Problem to solve
Copy the items below word for word, from the start of the items through the line containing "Trace every instance of the pitcher", including both ends. Leave out the pictures.

Listed entries
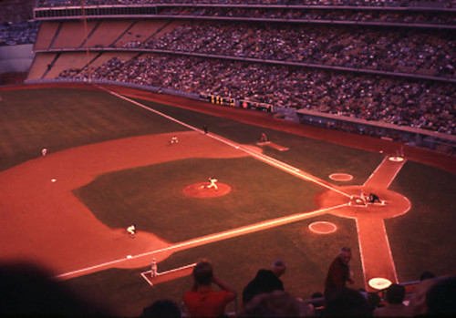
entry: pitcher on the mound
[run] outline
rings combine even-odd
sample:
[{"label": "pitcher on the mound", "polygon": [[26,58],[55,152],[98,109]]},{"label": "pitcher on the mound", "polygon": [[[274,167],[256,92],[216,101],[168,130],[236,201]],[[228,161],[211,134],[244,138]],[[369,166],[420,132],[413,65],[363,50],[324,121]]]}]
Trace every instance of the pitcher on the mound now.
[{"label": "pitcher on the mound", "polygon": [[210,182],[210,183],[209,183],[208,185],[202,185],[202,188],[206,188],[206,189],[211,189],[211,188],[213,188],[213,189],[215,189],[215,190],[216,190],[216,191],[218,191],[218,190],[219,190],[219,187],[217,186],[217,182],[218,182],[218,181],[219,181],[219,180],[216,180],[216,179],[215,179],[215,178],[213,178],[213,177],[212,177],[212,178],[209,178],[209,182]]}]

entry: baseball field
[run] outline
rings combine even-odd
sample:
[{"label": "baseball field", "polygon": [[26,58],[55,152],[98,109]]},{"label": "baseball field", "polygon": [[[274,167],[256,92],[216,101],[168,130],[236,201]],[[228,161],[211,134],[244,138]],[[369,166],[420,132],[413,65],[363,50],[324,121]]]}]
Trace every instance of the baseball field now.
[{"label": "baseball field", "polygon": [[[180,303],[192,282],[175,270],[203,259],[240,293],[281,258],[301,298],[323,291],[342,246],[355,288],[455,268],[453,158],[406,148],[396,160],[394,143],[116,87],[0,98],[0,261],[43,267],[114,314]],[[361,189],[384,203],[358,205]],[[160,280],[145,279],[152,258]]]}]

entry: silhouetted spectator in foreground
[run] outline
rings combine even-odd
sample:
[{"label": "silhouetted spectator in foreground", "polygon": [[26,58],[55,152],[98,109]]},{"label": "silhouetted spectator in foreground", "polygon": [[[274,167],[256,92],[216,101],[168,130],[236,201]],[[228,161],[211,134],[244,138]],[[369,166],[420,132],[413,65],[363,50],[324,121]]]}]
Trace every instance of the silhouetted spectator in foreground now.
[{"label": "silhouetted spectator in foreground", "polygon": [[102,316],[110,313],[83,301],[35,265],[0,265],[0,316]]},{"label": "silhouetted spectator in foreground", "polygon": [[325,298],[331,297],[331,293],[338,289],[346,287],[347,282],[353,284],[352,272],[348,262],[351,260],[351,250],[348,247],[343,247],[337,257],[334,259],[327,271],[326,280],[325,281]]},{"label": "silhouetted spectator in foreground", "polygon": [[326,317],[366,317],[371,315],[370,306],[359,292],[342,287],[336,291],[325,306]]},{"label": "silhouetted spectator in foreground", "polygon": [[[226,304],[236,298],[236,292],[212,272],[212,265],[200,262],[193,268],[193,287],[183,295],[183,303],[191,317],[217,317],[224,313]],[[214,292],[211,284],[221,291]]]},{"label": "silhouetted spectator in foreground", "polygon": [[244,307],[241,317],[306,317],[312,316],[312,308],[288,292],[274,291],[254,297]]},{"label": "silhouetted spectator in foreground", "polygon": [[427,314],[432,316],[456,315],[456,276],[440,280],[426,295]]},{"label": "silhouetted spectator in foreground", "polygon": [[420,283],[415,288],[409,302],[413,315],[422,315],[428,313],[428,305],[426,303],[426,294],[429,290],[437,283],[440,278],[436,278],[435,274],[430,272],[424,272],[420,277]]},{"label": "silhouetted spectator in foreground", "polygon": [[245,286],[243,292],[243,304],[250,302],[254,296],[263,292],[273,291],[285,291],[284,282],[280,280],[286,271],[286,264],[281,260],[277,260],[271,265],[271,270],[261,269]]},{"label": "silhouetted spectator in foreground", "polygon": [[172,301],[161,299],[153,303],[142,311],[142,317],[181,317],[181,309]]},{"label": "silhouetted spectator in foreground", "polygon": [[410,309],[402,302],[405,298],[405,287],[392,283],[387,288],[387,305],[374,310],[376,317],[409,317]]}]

Answer for this exercise
entry: pitcher on the mound
[run] outline
rings combine even-odd
sample:
[{"label": "pitcher on the mound", "polygon": [[26,58],[55,152],[98,109]]},{"label": "pitcher on the mound", "polygon": [[[274,167],[256,92],[216,101],[168,130],[236,201]],[[228,161],[211,134],[244,138]],[[369,166],[420,132],[413,65],[363,50],[324,121]]]}]
Trace every instance of the pitcher on the mound now.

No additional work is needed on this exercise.